Aim 1 -> List every quotation in the article below on Pacific climate policy and indigenous knowledge that is followed directly by the words "he said".

Extract to read ->
*****
This layered crisis, he argued, requires a fundamental shift in how climate change is understood.
“We need a holistic understanding of what is happening to the people and to nature,” he said.
“Life is interconnected. We live, the land lives, the ocean lives, but if we lose the land and the ability of the ocean to sustain us, then we suffer. Everything suffers.”
His theological grounding deepens this perspective, framing climate change not only as an environmental issue but as a moral and spiritual one.
“Jesus came for the most vulnerable,” he said.
“So, my work aligns with addressing the issues that suppress the vulnerable.”
Challenging dominant narratives
Yet translating this worldview into policy remains a persistent challenge across the Pacific.
Dr Tafue points to what he describes as a lingering colonial mentality, where externally sourced expertise is often prioritised over local knowledge.
“We have been brainwashed that there is one centre of truth,” he said, adding that many continue to believe “whatever comes from outside is better than what we have”.
This mindset is reflected in the continued reliance on foreign consultants in national climate strategies, even as local expertise grows.
At the same time, donor-driven frameworks often dictate the terms of engagement, requiring Pacific nations to align with externally defined criteria that only recently began recognising indigenous knowledge.
Global climate negotiations under frameworks such as the United Nations Framework Convention on Climate Change illustrate this imbalance.
While Pacific nations have been among the most vocal advocates for urgent action, Dr Tafue argues they are still constrained by the language and structures of others.
“We are fighting on their playground and not using our playground to push our issues,” he said.
According to Dr Tafue, the challenge is not to reject Western science, but to bring it into genuine dialogue with indigenous knowledge systems — something he admitted has yet to be fully realised.
“There has never been an attempt to synchronise Western science and indigenous knowledge on climate,” he explained.
“We need experts from both streams.”
*****
Exercise inputs ->
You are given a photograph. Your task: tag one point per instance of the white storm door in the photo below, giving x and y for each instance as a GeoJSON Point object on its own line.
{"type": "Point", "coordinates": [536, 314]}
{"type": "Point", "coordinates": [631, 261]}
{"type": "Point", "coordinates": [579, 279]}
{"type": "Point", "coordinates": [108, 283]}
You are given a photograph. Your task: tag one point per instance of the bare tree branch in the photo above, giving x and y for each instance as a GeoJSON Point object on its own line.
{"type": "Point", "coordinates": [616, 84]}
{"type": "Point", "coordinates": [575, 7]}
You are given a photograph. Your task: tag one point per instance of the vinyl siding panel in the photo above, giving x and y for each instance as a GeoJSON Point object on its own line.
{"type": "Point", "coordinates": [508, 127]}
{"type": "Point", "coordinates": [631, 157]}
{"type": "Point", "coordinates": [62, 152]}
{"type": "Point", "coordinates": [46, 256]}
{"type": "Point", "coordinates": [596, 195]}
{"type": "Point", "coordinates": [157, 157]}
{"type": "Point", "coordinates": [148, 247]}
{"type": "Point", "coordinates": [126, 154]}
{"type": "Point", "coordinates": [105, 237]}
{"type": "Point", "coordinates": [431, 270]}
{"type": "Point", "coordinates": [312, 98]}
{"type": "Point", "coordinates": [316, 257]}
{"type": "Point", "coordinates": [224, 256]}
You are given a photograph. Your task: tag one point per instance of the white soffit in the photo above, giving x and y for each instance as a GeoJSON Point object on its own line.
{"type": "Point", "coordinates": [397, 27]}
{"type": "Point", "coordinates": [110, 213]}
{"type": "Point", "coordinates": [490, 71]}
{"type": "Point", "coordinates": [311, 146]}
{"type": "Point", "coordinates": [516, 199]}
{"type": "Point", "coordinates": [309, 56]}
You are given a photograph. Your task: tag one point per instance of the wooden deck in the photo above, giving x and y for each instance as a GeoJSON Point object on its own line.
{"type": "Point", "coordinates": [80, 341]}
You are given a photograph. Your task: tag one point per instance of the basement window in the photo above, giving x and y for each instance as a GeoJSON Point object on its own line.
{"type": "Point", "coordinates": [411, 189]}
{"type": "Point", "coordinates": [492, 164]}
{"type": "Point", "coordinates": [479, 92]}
*****
Aim 2 -> Find each line in the entries above that contains the word "white", and copy those lines out.

Task output 1 ->
1. "We need a holistic understanding of what is happening to the people and to nature"
2. "Jesus came for the most vulnerable"
3. "We have been brainwashed that there is one centre of truth"
4. "We are fighting on their playground and not using our playground to push our issues"

Task output 2 ->
You are given a photograph. Your task: tag one point per instance of the white storm door in the photo below, giving x and y for each instance as a GeoJSON Point object on its own line.
You are given a photograph. Your task: tag one point per instance of the white soffit in the photo above, giving x and y for each instance as a GeoJSON Point object on its own line.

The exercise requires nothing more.